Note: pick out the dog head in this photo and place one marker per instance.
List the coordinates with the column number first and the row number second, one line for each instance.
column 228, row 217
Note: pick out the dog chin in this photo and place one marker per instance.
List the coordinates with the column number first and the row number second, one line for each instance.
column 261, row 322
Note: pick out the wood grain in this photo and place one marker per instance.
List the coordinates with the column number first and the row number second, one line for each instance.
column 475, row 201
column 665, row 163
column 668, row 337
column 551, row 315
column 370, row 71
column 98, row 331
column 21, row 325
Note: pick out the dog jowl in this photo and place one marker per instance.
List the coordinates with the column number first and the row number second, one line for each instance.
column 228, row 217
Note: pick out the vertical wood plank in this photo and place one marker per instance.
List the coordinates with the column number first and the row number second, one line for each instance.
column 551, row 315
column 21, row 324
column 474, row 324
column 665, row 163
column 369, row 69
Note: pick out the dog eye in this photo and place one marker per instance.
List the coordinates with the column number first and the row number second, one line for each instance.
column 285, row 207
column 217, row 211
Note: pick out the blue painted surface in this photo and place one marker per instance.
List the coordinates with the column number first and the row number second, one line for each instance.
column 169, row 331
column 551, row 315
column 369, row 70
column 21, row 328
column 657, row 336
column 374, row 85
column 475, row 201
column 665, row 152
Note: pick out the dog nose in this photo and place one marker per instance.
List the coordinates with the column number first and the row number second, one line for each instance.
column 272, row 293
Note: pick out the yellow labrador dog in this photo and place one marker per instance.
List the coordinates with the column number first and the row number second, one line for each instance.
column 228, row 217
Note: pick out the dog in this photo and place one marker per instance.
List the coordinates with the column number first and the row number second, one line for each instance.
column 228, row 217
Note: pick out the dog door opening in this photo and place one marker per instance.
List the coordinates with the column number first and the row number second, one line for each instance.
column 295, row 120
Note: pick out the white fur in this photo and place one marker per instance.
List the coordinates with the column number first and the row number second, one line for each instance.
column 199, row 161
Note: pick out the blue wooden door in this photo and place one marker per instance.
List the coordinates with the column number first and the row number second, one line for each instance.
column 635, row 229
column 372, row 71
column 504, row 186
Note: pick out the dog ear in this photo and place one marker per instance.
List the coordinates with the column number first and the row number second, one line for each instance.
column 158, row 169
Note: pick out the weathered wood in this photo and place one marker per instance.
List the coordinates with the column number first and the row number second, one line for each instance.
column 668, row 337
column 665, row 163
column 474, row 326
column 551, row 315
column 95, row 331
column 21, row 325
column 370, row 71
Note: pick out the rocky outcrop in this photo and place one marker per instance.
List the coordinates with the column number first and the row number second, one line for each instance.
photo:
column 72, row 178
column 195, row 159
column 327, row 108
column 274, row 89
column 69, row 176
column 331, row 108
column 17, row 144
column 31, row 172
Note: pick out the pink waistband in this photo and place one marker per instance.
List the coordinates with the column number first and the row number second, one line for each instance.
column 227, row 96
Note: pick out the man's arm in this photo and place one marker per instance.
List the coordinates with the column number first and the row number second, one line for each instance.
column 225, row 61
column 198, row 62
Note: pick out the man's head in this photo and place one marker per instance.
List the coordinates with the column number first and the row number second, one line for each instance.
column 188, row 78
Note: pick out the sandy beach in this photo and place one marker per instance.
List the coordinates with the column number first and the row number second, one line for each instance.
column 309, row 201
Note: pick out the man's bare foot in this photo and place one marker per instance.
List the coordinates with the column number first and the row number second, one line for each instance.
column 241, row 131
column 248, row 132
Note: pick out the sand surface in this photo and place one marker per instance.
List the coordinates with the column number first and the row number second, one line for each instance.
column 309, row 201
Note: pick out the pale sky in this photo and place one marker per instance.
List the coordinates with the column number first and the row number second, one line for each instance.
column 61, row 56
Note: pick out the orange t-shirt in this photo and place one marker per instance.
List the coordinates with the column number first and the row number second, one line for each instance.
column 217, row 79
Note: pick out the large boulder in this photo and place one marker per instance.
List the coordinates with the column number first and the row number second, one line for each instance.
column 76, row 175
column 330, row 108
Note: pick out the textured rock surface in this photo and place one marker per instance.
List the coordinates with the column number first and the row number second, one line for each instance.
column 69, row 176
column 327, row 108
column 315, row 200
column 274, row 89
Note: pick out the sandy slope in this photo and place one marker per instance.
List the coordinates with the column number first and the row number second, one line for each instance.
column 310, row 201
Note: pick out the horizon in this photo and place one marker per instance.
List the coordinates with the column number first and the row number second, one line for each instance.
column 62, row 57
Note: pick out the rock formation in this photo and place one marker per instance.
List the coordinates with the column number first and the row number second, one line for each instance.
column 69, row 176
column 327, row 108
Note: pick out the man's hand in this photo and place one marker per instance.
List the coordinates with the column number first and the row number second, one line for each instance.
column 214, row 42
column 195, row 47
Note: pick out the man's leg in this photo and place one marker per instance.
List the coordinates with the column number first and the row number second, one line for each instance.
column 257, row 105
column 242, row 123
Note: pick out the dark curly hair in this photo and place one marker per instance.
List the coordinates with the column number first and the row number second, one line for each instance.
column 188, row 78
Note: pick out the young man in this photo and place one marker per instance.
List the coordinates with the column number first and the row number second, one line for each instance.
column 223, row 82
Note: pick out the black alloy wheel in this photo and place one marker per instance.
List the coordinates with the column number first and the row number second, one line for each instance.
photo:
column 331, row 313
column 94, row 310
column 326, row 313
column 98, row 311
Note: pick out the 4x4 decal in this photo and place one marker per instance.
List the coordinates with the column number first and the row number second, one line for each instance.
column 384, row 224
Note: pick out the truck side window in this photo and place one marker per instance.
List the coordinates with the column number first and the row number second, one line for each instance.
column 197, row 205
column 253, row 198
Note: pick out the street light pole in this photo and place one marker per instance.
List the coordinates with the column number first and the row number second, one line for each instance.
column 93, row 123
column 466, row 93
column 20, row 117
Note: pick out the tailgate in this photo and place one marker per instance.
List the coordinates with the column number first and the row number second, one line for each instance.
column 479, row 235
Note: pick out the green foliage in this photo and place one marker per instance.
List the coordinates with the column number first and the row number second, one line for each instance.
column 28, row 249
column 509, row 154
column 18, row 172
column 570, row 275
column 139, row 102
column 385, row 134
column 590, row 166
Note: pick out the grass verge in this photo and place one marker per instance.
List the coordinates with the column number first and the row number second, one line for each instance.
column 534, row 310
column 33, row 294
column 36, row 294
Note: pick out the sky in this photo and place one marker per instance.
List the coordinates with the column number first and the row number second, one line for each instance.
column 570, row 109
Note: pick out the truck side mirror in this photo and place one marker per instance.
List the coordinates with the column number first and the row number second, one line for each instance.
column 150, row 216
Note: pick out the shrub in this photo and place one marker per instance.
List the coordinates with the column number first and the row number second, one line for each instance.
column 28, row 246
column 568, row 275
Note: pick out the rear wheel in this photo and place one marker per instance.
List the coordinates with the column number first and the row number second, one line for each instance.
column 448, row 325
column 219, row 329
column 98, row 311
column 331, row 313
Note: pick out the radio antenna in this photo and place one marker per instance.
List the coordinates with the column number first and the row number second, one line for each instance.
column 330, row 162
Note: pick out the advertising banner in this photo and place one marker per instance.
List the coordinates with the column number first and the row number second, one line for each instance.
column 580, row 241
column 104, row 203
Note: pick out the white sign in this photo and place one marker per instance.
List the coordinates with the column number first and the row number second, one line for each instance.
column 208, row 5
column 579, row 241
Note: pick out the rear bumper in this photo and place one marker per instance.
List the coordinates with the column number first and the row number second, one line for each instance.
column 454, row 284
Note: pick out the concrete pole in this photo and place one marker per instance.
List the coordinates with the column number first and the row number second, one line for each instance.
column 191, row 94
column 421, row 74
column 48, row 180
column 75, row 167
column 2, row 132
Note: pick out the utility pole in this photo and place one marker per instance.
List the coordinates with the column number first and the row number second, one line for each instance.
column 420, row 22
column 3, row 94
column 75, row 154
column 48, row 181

☆ ☆ ☆ ☆

» **Exercise description**
I'd like every line with the string "surface" copied from the listing.

» **Answer below**
Note: pick out the blue painted surface in this photo and place one marker per instance.
Note: pick out the sand surface in this photo and place one marker per instance.
Note: pick out the textured rock surface in this photo and place one marker per instance.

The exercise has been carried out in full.